→ Document excerpt
════════

Detailed Description

Complete technical specification and implementation details from the patent document.

The present disclosure generally relates to machine learning and, in particular embodiments, to a federated unsupervised domain adaptation (UDA) for machine learning.

Federated Learning (FL) is a machine learning technique that prioritizes a distributed, client-centric model over traditional centralized data aggregation methods. FL tasks often employ publicly available datasets stored on a central server, and datasets gathered locally on numerous distinct clients, leading to various data distributions.

FL distributes an initial machine-learning model from a central server to various client devices in one or more cycles. Each device or client is responsible for individually training the model using its unique, locally stored data sets. Upon completion of local training, the learned local parameters, such as updated weights and biases, are transmitted back to the central server. The original user data remains on the client's device; only model information travels to the server. This ensures that personal and sensitive data are not exposed beyond the confines of the user's device and enhances data privacy and security.

The central server aggregates the updates received from all participating clients. The aggregated information is used to refine and improve the global model—the process may be repeated to improve the global model over multiple cycles. The main goal of FL is to instrumentalize collective learning from all clients for a robust and comprehensive global model that benefits from diverse data inputs.

════════

→ Supplied information
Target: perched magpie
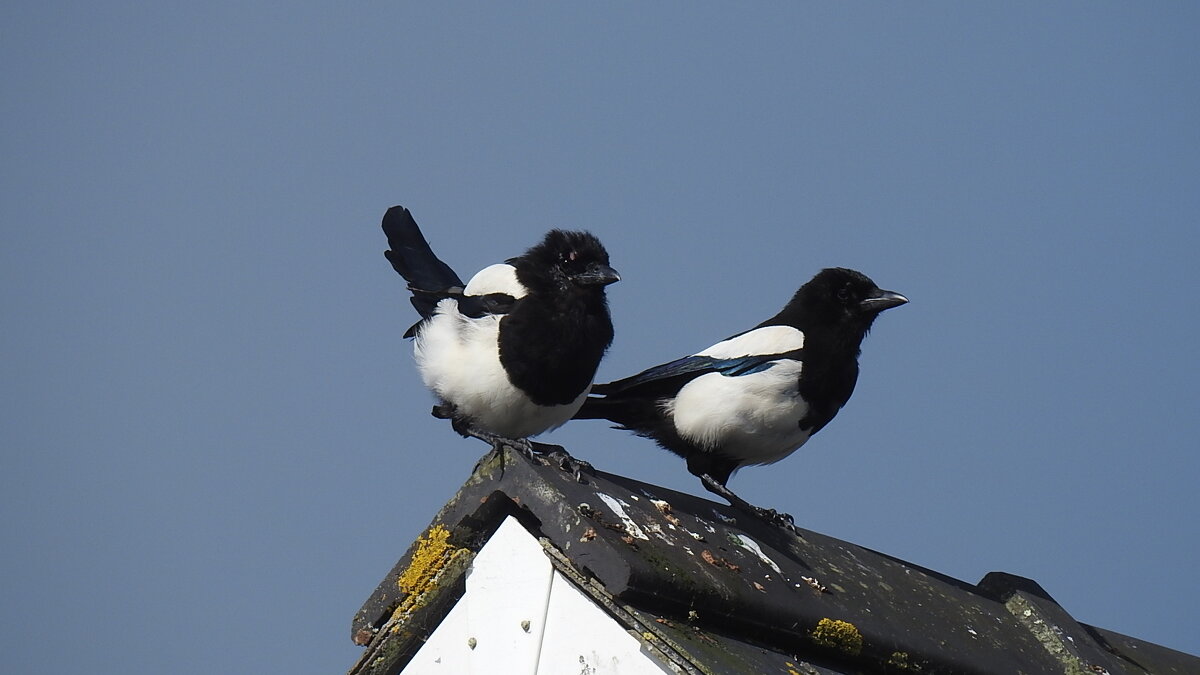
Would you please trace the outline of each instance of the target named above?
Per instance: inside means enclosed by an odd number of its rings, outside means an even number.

════════

→ What is needed
Revise the stretch of the patent description from "The present disclosure" through "for machine learning.", putting "invention" in place of "disclosure".

→ The completed task
The present invention generally relates to machine learning and, in particular embodiments, to a federated unsupervised domain adaptation (UDA) for machine learning.